Several weeks ago, according to Radhi and his investigators, Faraj was arrested, placed in prison, and subsequently released on bail. “How can he be in jail and then be head of the integrity commission?” Radhi asks. Putting the CPI in Faraj’s hands, Radhi says, will allow Maliki’s office and Saidi to control its actions and prevent the commission from conducting investigations that inconvenience them and their political confederates. It will mean, he claims, the end of any meaningful anticorruption effort in Iraq.
Radhi says he hopes to return to Iraq and the CPI: “I want to go back and work because Iraq needs and deserves a clean government. You cannot rebuild Iraq without fighting corruption. We cannot stop the insurgency without blocking its source of funding, and corruption produces funds for the insurgents.” But he has no clear strategy for undoing his forcible removal or for countering Maliki’s moves against him. Radhi concedes he does not have a lot of options: “I don’t have a political party or a gang supporting me.”
This summer, there were two rocket attacks on his home. And the Iraqi government has informed him that his retirement benefits (80 percent of his salary) will be based on the pay of low-level government functionary (about $700 a month) not the income of a government minister (about $8000 a month), even though the CPI chief is considered the equivalent of a minister. For the time being, he may be stranded in the United States. And it’s unclear how much the US government will help him, if at all.

→ Data excerpts:
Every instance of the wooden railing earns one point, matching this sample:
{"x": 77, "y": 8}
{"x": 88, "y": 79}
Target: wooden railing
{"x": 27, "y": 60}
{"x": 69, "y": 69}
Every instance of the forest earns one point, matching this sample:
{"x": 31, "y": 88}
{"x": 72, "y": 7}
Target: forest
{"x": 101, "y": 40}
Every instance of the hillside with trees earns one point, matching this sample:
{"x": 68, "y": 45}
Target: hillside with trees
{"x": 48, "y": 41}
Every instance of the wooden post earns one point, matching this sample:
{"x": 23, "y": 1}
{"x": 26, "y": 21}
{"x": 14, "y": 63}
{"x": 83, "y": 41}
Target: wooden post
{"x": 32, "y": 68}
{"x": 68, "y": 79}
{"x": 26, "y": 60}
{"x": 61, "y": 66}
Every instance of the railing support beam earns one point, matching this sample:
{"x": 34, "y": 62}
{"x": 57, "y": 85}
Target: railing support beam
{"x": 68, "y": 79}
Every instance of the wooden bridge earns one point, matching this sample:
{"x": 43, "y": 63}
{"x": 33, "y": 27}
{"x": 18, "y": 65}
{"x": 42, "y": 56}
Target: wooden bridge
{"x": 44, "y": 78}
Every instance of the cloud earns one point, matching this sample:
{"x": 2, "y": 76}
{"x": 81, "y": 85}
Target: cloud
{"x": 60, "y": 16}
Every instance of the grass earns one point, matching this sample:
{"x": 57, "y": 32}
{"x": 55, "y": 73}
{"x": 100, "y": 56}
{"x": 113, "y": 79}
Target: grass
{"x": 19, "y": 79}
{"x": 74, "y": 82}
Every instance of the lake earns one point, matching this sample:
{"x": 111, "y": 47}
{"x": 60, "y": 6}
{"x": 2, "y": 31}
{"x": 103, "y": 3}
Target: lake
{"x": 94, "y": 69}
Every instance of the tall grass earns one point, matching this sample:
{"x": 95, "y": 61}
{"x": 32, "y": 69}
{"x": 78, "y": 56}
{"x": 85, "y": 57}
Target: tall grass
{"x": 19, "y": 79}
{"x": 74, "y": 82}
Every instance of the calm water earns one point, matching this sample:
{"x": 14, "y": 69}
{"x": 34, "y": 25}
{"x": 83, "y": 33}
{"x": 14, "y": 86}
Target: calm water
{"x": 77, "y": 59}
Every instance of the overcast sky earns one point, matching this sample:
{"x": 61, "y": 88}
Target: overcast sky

→ Exercise requirements:
A – In the passage on Radhi and the CPI, translate this sentence into Spanish: "You cannot rebuild Iraq without fighting corruption."
B – Answer these questions using the passage on Radhi and the CPI.
(i) According to Radhi and his investigators, what happened to Faraj several weeks ago?
(ii) What does Radhi say he does not have supporting him?
(iii) How many rocket attacks were there on Radhi's home this summer?

→ Solutions by task:
A – No se puede reconstruir Irak sin combatir la corrupción.

B –
(i) Faraj was arrested, placed in prison, and then released on bail.
(ii) A political party or a gang.
(iii) Two.